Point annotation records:

## begin

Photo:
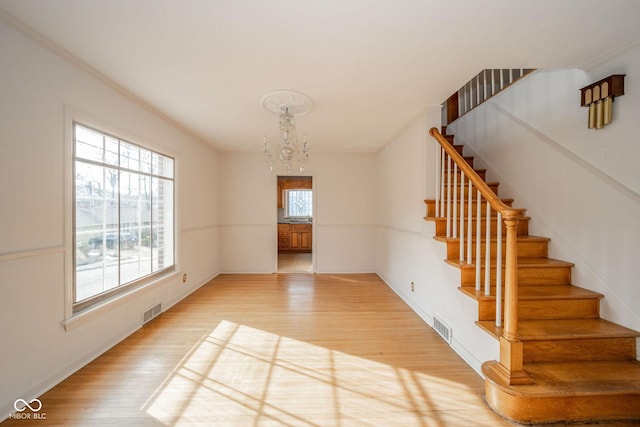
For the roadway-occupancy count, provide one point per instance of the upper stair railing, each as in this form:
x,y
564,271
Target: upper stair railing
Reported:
x,y
456,185
480,88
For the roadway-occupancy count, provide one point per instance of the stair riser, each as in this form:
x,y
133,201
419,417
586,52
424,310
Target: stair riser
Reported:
x,y
539,409
526,276
579,350
441,228
545,309
526,249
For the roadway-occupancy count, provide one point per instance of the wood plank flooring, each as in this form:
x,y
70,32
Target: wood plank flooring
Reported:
x,y
295,263
277,350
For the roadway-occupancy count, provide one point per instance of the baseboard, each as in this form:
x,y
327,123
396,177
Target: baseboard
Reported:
x,y
455,345
6,409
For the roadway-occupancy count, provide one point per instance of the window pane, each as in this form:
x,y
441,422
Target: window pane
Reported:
x,y
123,214
129,156
299,203
135,209
112,149
162,223
96,217
162,165
89,144
145,160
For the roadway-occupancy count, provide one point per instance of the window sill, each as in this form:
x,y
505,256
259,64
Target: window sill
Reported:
x,y
79,319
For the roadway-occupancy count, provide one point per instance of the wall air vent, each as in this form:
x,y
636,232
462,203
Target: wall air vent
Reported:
x,y
152,313
442,329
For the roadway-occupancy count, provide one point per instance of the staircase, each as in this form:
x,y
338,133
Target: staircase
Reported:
x,y
577,366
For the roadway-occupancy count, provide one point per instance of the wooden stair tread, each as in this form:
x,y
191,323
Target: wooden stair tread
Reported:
x,y
593,377
505,201
493,218
493,239
534,262
567,329
564,392
547,292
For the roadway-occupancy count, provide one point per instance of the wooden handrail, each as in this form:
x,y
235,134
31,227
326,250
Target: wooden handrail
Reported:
x,y
511,360
496,203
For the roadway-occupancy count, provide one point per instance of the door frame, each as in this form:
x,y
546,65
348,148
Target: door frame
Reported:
x,y
314,234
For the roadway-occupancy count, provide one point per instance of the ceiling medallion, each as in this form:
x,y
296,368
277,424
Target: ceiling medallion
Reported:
x,y
297,102
284,153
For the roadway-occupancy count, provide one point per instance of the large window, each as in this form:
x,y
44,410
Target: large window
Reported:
x,y
123,215
298,203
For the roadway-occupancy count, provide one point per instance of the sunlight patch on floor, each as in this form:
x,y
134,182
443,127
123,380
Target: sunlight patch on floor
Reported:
x,y
238,371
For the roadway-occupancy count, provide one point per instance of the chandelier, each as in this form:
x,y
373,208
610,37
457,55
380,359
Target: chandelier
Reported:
x,y
286,154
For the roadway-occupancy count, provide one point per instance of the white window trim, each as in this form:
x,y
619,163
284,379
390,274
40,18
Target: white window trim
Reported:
x,y
72,320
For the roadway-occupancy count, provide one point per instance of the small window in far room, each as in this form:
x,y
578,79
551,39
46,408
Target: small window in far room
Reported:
x,y
298,203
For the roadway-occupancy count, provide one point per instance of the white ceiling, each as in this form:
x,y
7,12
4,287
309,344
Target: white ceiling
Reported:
x,y
370,66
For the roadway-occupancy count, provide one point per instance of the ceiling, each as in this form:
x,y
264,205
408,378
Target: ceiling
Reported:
x,y
369,66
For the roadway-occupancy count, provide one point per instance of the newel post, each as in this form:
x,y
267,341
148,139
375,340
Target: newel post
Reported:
x,y
510,369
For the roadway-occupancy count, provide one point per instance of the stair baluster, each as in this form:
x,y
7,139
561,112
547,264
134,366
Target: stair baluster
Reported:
x,y
499,271
487,255
438,181
478,241
441,161
461,216
448,195
455,201
469,224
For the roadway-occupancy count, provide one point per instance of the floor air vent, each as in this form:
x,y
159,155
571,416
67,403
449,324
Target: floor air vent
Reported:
x,y
151,313
442,329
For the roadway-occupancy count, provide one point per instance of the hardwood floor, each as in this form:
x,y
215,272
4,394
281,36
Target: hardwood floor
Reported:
x,y
295,263
280,349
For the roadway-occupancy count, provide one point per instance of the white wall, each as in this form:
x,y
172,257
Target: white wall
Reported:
x,y
39,93
581,186
405,249
343,225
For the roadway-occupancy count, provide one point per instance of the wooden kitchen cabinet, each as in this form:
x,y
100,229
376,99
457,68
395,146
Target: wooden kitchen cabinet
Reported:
x,y
284,237
300,238
294,237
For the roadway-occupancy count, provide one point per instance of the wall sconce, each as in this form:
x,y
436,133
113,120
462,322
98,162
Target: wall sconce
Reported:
x,y
599,96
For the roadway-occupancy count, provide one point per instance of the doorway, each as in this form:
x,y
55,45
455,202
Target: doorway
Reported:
x,y
295,224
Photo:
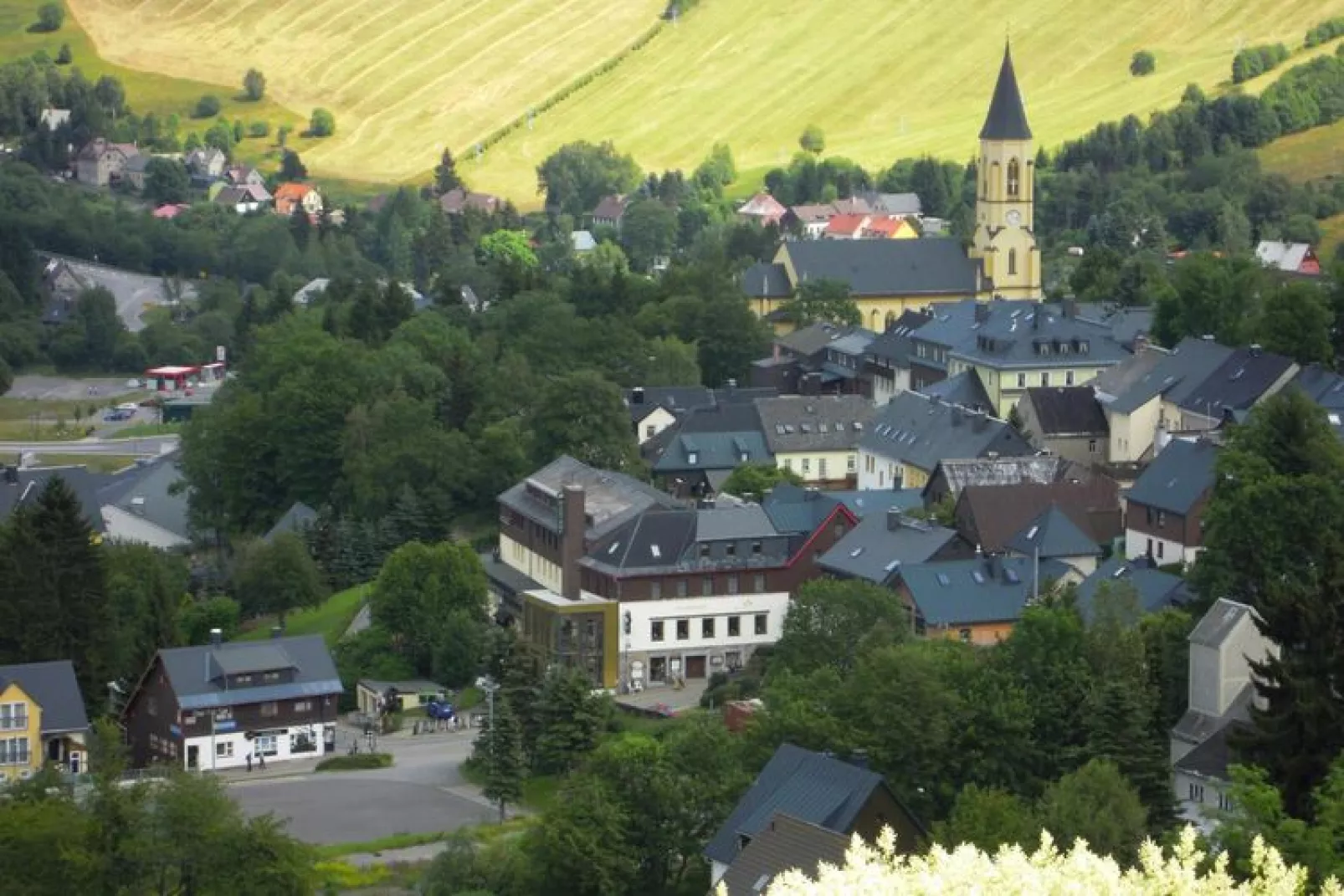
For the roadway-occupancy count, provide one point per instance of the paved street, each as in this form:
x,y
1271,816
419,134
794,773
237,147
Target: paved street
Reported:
x,y
423,793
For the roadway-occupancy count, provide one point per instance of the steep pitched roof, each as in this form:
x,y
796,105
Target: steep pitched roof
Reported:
x,y
1179,476
809,786
195,673
1007,119
956,592
1053,535
55,689
1067,410
813,422
882,545
922,432
886,266
785,844
1156,590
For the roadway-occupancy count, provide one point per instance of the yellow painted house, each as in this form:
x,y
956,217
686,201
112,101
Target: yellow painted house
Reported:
x,y
889,277
42,719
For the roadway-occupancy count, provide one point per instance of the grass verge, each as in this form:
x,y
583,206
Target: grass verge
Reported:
x,y
330,620
357,762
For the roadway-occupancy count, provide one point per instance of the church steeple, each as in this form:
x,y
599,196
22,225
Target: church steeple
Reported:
x,y
1007,119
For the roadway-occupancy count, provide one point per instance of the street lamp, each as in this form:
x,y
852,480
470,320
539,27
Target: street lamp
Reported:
x,y
490,687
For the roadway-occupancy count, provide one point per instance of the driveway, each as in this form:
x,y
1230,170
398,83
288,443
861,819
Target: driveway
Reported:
x,y
421,793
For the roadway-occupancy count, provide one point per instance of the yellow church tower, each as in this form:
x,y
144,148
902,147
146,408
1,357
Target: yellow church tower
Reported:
x,y
1006,197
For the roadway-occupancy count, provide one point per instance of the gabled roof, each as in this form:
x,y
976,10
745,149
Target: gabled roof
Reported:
x,y
964,388
785,844
922,432
1007,119
610,499
995,514
958,592
813,422
1067,410
1053,535
767,281
1241,381
808,786
886,266
1156,590
195,673
883,543
1179,476
54,687
1219,622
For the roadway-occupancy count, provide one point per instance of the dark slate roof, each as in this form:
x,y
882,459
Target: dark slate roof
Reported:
x,y
297,519
1211,758
195,673
1067,410
887,266
785,844
85,485
880,545
55,689
1173,375
874,501
1156,590
148,490
1053,535
921,432
1007,119
815,422
798,510
956,592
964,388
610,499
1241,381
1179,476
767,281
1219,622
808,786
1029,335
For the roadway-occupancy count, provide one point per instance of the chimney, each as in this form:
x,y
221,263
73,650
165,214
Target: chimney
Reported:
x,y
572,525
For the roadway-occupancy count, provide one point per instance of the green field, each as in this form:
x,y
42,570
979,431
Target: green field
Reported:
x,y
330,620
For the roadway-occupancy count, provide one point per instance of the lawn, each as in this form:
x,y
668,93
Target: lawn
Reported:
x,y
403,77
330,620
887,79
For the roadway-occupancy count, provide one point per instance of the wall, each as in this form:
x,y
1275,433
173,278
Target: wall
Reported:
x,y
33,734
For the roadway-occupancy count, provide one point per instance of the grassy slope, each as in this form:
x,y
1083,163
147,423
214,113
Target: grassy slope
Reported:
x,y
403,77
887,79
144,91
330,620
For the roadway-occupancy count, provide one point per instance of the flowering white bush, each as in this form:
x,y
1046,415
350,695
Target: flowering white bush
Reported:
x,y
871,871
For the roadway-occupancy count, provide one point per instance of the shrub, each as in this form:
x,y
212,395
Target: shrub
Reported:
x,y
50,17
1324,33
357,762
323,124
208,106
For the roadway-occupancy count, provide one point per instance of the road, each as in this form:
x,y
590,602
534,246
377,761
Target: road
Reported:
x,y
421,793
146,446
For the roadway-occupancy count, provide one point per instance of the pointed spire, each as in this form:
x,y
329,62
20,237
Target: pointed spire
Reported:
x,y
1007,119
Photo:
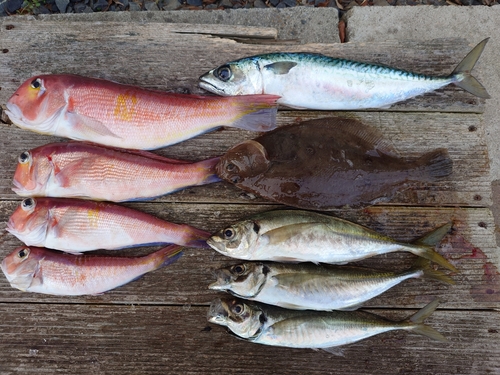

## end

### [WORK TO BE COMPLETED]
Report every line in the records above that contains the word "white", copying each line in full. Case counts.

### [THE OUTPUT]
For the roadway-occupancy count, provide one point per instance of the white window trim, each as in this form:
Target: white window trim
For the roadway-occupancy count, provide one point per instance of the white ceiling, each as in this form:
Target: white ceiling
For the roadway-occupancy count, provide one point per instance of the white wall, each as in this form:
Target: white wall
For the roadway-occupancy count, provide one point per instance of the flowering white bush, each as in this form:
Target: flowering white bush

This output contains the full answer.